= ACTIVITY LIST =
A - In the account of the MRI scan, what does the nurse inject to check that the canula is working correctly?
B - Carry the account of the MRI scan forward from its final sentence.

EXCERPT Start Marker

I had an MRI scan today. I can only share what it is like, not what the results are. At my appointment with my consultant, on Wednesday, I am hoping to get the results.
What is it like?
Through a small door at the back of a waiting room, I am left in a curtained cubicle to remove any metallic objects. There is a locker for me to leave all my belongings. The appointment is early; my half eaten sandwich is left in the locker too. In the adjacent room, I am asked to sit in what appears to be a comfortable chair, but the design ensures that I feel like I am going to slide down and out of it, forwards, onto the floor. I always think of Gavin's baby chair and Nigel's hospital chair (both designed at uni), when I am using my legs (that can only just reach the floor) to retain my position. It is a chair with a high back, and squishy arms: "Rest your arm there", says my nurse, whose name I have already forgotten.
I am given a canula: this is a needle, inserted into a vein inside my elbow. I look away, the whole time, with my left hand across my eyes, "I always hate this", I tell the nurse. The canula is sellotaped to my arm, and has a long tube leading to a syringe. The nurse injects some saline fluid to check that it is working correctly. I have not looked, and I cannot feel anything. This is good.
In the waiting room, I wish that I had brought my book with me. The key to the locker has been taken by the nurse, so I can't go and get it. Reading the October edition of WOMAN, I learn that leather skirts have been "in fashion" through the winter.

EXCERPT End Marker
SOURCE DATA Start Marker

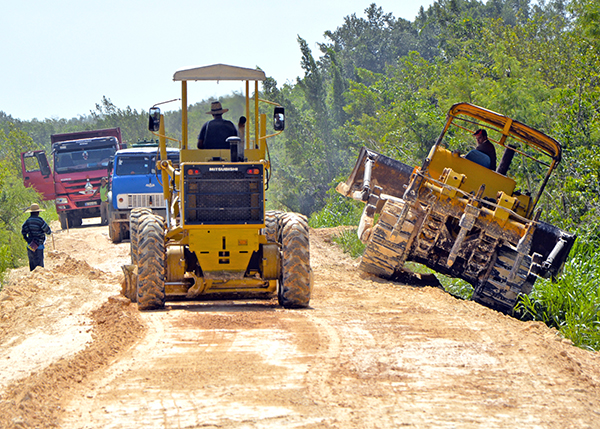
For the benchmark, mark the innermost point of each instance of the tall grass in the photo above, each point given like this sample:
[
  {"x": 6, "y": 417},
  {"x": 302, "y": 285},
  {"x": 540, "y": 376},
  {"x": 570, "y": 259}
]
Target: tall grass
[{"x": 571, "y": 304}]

SOURCE DATA End Marker
SOURCE DATA Start Marker

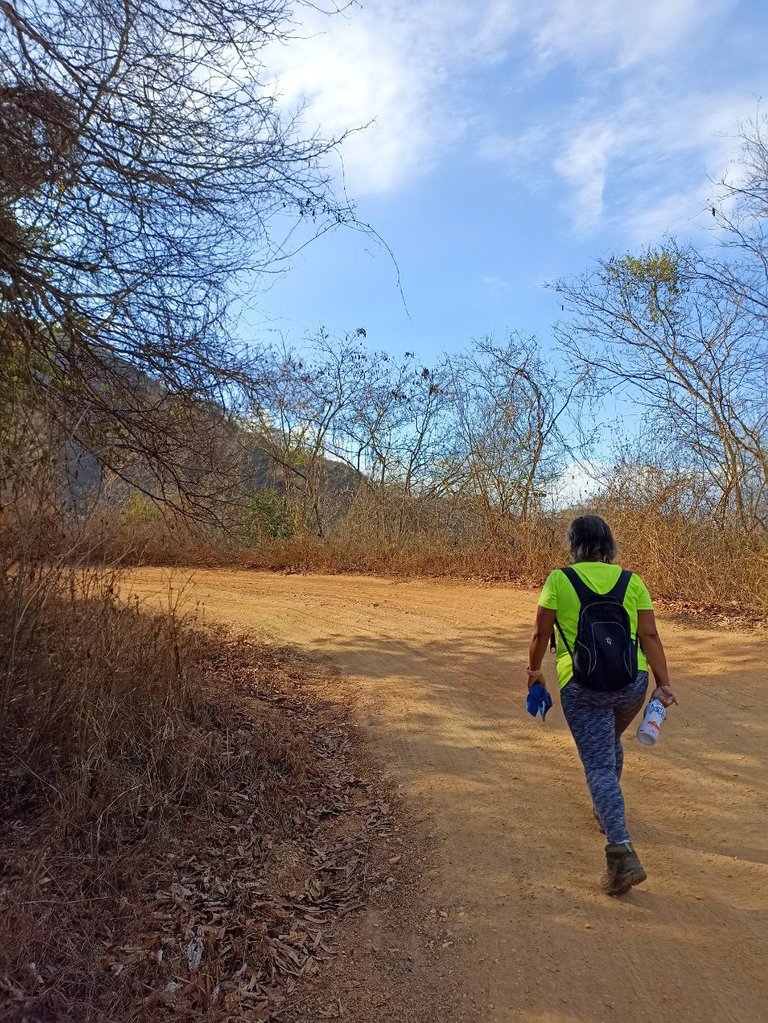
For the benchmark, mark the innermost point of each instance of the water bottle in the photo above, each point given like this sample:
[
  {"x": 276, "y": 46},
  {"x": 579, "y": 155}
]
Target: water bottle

SOURCE DATA End Marker

= ANSWERS TO THE EXERCISES =
A - Some saline fluid.

B -
Into the scanning room. I lay on a thin bed, and put my head in a cradle. This is not like the radiotherapy - I do not have a mask. They place large earphones over my ears, and put a case over my head. The case has a periscope that allows you to see out of the back of the scanner. The bed slides into a thin dark tube. The music blasts my ears: it starts with the LAs, "There she goes", which I like, but all the subsequent tunes were cheesy pop and quite unbearable, especially in succession. Every now and again, the music is interrupted by something that I know to be the nurse telling me that it will be 5 minutes of the next batch of treatment, except that I cannot hear what I am being told. Back to the cheesy pop ...
The scan sounds like really loud banging. Each phase has a different tone, and/or a different rate of pulse. I feel like I have been put into a tube, and then shaken around for about three hours. It is actually about twenty minutes. During the scan, a nurse inserted a dye through the canula; again, I felt nothing. When I was eventually slipped out of the tube, I am not sure which is worse - the banging and shaking, or the cheesy pop music!
Back to the waiting room, for another magazine. I can't remember what it was called, but it was full of horrific stories e.g. one was about a woman who discovered that her husband was a serial killer. I still have the canula in my arm. After twenty minutes, this was removed in the same clinic and slide-forward chair. "You are free to go".
Thanks for all your good luck messages.